◆ **What is needed**
Rewrite the lines below as a numbered list, skipping blank lines and omitting the pictures.

◆ **Given records**
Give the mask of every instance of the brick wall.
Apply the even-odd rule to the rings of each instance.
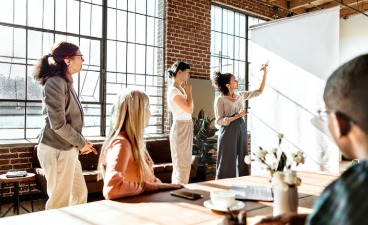
[[[186,61],[191,66],[192,77],[209,79],[212,4],[267,18],[276,18],[275,11],[270,5],[257,0],[167,0],[165,68],[162,69],[168,68],[175,61]],[[286,13],[279,9],[276,15],[281,18],[285,17]],[[165,93],[164,96],[166,96]],[[168,134],[170,117],[166,102],[164,104],[166,110],[164,130]],[[0,173],[12,169],[31,172],[32,152],[33,147],[0,149]],[[35,184],[32,184],[32,189],[34,186]],[[4,194],[8,195],[12,191],[12,187],[6,185]],[[21,192],[24,191],[28,191],[28,187],[26,184],[21,184]]]
[[[279,9],[276,13],[271,5],[258,0],[167,0],[165,68],[169,68],[175,61],[185,61],[191,67],[191,77],[210,78],[212,4],[264,18],[287,16],[286,11]],[[164,104],[164,132],[168,134],[170,113],[167,111],[167,103]]]
[[[4,174],[9,170],[32,172],[33,147],[3,148],[0,149],[0,155],[0,174]],[[19,187],[20,194],[24,192],[28,194],[28,182],[21,182]],[[38,191],[35,182],[31,182],[31,190]],[[4,197],[12,196],[13,192],[13,183],[4,183]]]

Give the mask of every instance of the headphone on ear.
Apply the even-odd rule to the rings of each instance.
[[[336,112],[336,116],[339,117],[340,122],[340,128],[341,128],[341,135],[345,136],[349,133],[351,125],[350,125],[350,119],[345,114]]]

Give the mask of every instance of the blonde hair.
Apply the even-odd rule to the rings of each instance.
[[[134,160],[138,164],[139,180],[143,182],[148,178],[146,174],[146,171],[150,170],[148,162],[152,163],[152,159],[144,144],[144,127],[146,124],[146,108],[148,106],[149,98],[141,90],[125,89],[120,93],[117,102],[112,108],[110,131],[102,146],[99,157],[98,165],[100,167],[102,167],[106,151],[112,141],[121,131],[125,130],[129,143],[132,146]],[[103,167],[100,169],[103,175]]]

◆ **Task result**
1. Give the mask of every instance of the brick wall.
2. Apply the even-odd rule to the rings of each instance.
3. [[[186,61],[191,66],[192,77],[209,79],[212,4],[267,18],[276,18],[275,11],[270,5],[257,0],[167,0],[165,68],[162,69],[168,68],[175,61]],[[286,13],[279,9],[276,15],[281,18],[285,17]],[[165,93],[164,96],[166,96]],[[168,134],[170,117],[166,102],[164,104],[166,110],[164,130]],[[0,173],[12,169],[31,172],[32,152],[33,147],[0,149]],[[35,184],[32,184],[32,189],[34,186]],[[4,194],[8,195],[12,191],[12,187],[6,185]],[[21,192],[24,191],[28,191],[28,187],[26,184],[21,184]]]
4. [[[279,9],[276,13],[271,5],[258,0],[167,0],[165,68],[169,68],[175,61],[185,61],[191,67],[191,77],[210,78],[212,4],[264,18],[287,16],[286,11]],[[164,104],[164,132],[168,134],[170,113],[167,111],[167,103]]]
5. [[[4,174],[9,170],[32,172],[33,147],[3,148],[0,149],[0,155],[0,174]],[[19,187],[20,194],[24,192],[28,194],[28,182],[21,182]],[[38,191],[35,182],[31,182],[31,190]],[[4,197],[12,196],[13,192],[13,183],[4,183]]]
6. Give the mask of every instance of the headphone on ear.
7. Apply the even-odd rule to the rings of each instance.
8. [[[336,112],[336,116],[339,117],[340,122],[340,128],[341,128],[341,135],[345,136],[349,133],[351,125],[350,125],[350,119],[345,114]]]
9. Give the mask of every instance of the blonde hair.
10. Apply the even-odd rule to the rings of each instance.
11. [[[134,160],[138,164],[139,180],[143,182],[148,178],[146,174],[146,171],[150,170],[148,162],[152,163],[152,159],[144,144],[144,127],[146,124],[146,108],[148,106],[149,98],[141,90],[125,89],[120,93],[117,102],[112,108],[110,131],[102,146],[99,157],[98,165],[100,167],[102,167],[106,151],[112,141],[121,131],[125,130],[129,143],[132,146]],[[103,167],[100,169],[103,175]]]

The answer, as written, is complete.